» BRIEF:
Arrange the rows below as a Markdown table with the columns Line and Content, numbering each line and omitting any blank lines. Do not include the images in the answer.

» DATA LISTING:

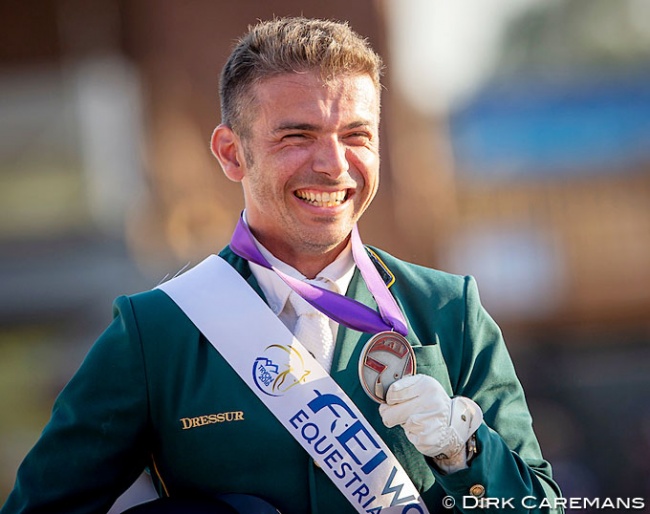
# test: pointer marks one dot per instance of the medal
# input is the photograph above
(386, 358)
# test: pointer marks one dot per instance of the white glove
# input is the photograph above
(437, 425)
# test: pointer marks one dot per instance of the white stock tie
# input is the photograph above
(313, 328)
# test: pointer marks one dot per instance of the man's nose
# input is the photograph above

» RIGHT ANSWER:
| Line | Content |
|---|---|
| 1 | # test: pointer marks one dot per instance of the medal |
| 2 | # input is the photograph above |
| 3 | (386, 358) |
| 4 | # test: pointer marks one dot per instance of the white glove |
| 5 | # input is the photograph above |
| 6 | (437, 425) |
| 7 | # test: pointer marks one dot per instance of the white stock tie |
| 8 | # input is the photograph above |
| 9 | (313, 328) |
| 10 | # test: pointer marks one dot per instance of the man's nose |
| 11 | # input is the photograph above |